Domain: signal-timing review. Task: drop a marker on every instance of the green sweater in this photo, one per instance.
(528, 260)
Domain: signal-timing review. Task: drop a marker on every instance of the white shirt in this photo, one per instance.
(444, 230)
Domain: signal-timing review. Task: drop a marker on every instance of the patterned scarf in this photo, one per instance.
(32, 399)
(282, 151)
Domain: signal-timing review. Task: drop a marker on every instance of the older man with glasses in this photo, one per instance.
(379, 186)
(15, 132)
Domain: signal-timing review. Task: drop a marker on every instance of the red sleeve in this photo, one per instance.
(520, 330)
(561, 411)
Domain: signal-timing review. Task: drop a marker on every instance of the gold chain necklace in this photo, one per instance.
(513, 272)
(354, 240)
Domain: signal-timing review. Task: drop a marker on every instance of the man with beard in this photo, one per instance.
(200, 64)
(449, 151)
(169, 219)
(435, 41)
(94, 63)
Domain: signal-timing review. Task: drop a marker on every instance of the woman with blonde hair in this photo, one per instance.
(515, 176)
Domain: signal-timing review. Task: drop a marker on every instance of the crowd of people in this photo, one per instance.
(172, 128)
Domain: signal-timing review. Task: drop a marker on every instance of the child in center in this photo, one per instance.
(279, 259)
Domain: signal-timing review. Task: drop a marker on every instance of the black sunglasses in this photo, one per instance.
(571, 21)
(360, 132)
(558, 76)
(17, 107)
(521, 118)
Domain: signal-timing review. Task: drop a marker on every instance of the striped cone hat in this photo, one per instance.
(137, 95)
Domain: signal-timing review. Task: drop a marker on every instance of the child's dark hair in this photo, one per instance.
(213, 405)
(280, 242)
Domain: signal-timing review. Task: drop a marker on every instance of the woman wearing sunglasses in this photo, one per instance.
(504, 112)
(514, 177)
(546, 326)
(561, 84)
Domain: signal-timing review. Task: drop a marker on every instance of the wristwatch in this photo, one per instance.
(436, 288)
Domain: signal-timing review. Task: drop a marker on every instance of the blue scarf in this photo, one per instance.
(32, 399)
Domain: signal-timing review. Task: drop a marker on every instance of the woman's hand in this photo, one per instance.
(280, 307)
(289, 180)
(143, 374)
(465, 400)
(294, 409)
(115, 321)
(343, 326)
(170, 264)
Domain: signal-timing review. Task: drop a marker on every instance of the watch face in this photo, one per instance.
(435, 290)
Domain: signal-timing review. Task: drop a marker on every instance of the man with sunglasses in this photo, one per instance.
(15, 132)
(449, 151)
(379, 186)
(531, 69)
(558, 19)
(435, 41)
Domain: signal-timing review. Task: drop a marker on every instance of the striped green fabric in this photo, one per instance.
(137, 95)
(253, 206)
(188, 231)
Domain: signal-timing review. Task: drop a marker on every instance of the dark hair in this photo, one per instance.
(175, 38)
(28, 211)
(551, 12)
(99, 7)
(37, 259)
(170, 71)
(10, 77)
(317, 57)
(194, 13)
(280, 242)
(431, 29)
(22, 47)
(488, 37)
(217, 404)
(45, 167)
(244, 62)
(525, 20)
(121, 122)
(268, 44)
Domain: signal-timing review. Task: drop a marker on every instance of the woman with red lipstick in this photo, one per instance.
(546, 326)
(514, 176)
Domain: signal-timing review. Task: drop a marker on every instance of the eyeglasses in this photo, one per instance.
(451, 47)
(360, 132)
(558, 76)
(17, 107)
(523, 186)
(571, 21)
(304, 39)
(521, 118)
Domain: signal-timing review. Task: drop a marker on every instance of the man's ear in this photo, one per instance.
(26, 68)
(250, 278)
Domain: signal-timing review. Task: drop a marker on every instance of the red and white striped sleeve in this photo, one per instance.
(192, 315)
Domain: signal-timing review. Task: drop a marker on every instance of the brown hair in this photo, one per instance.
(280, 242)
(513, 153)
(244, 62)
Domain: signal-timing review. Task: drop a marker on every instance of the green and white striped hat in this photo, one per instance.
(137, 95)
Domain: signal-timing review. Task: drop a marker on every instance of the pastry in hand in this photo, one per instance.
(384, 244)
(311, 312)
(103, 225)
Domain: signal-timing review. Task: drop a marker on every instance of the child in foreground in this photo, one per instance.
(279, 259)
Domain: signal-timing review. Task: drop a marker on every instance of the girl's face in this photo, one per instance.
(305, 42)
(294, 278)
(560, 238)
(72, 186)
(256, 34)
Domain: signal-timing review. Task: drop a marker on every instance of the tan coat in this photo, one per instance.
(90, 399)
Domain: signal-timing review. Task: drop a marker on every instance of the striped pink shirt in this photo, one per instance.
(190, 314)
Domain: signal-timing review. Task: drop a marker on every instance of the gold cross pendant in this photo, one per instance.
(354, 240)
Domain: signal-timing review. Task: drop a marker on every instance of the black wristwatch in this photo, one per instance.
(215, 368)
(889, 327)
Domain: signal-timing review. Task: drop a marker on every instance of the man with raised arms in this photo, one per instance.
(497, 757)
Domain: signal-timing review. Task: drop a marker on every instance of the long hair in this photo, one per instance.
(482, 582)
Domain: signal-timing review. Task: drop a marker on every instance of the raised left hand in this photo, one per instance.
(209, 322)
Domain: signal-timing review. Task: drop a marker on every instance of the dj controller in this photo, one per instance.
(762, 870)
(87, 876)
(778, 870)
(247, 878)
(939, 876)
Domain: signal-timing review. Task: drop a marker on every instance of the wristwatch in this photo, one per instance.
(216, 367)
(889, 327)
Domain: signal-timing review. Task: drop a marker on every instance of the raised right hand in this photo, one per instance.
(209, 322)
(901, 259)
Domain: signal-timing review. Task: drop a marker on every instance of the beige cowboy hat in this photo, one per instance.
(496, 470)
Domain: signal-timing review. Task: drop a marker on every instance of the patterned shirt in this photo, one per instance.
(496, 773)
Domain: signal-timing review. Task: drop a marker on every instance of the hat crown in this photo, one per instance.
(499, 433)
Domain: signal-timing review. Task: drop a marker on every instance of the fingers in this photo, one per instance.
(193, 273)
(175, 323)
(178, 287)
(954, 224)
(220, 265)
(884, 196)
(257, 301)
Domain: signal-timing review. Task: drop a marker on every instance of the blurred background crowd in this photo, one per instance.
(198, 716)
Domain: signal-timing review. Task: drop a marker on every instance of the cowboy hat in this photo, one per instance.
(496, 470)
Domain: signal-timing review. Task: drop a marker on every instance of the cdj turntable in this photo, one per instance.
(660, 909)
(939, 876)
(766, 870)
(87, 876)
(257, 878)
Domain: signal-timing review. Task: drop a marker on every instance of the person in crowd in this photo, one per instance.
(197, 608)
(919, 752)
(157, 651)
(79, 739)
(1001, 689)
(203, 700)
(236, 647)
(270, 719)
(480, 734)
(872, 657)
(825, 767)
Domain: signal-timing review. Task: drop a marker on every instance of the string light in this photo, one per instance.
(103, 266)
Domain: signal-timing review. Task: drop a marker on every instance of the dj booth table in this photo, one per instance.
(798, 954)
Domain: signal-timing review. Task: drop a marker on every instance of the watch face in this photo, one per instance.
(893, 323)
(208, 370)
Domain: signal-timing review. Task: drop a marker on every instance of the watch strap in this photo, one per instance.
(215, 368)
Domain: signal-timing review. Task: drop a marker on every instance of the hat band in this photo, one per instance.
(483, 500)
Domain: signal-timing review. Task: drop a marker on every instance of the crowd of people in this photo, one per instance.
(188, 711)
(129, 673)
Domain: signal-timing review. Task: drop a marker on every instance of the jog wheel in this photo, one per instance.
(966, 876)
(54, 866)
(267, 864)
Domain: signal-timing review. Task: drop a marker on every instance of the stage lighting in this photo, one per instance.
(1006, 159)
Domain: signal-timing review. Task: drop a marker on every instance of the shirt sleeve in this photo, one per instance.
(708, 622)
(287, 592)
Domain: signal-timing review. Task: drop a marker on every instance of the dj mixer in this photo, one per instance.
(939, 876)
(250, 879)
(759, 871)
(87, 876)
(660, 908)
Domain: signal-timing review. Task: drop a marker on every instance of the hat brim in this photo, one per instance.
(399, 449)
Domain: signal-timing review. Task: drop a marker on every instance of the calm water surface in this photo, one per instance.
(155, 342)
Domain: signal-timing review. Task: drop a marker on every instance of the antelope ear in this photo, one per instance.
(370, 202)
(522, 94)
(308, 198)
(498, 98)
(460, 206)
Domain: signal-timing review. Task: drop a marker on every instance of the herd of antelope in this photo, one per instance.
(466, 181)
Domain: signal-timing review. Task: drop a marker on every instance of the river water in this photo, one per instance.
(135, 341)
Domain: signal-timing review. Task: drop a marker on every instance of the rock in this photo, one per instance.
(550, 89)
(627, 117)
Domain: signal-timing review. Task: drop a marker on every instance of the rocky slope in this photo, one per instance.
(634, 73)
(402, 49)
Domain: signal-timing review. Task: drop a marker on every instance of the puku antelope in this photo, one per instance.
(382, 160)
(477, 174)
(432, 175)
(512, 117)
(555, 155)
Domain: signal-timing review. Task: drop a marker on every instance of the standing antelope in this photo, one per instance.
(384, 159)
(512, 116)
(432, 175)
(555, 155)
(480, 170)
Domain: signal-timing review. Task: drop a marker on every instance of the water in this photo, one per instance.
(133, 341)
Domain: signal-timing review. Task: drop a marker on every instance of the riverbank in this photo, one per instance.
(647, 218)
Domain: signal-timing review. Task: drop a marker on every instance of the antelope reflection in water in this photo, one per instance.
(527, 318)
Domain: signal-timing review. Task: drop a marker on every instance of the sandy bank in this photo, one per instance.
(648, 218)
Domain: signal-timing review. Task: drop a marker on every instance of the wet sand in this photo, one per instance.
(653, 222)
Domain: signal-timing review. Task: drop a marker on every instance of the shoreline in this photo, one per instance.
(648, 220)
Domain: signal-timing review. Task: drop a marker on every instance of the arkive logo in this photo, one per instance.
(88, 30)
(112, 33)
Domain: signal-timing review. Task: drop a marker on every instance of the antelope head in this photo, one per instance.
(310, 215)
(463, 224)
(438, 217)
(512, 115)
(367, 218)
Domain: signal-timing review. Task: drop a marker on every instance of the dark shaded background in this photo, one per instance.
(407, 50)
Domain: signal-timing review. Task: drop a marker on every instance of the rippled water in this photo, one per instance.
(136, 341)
----
> AIM: Output the line containing "sand in this photo, one per instance." and all lines after it to the end of the records, exactly as given.

> EXERCISE SOLUTION:
Domain: signal-timing review. Task: drop a marker on every instance of the wet sand in this photo, one per instance.
(653, 222)
Domain: signal-timing review. Task: drop a marker on every instance of the shoreline in this photo, one per instance.
(648, 220)
Domain: signal-timing review. Task: drop a marker on every instance of the arkive logo in this photo, one per instance.
(88, 30)
(112, 33)
Domain: signal-timing review. Task: drop a marker on every instance of the antelope head in this photo, one per instance.
(310, 215)
(463, 224)
(438, 217)
(512, 115)
(367, 218)
Domain: signal-timing review. Task: drop a marker on every instance of the dark shaded background in this photo, one per instance.
(407, 50)
Domain: signal-timing review. Task: drop a marker on every instance of the rippled water in this photo, one per instance.
(136, 341)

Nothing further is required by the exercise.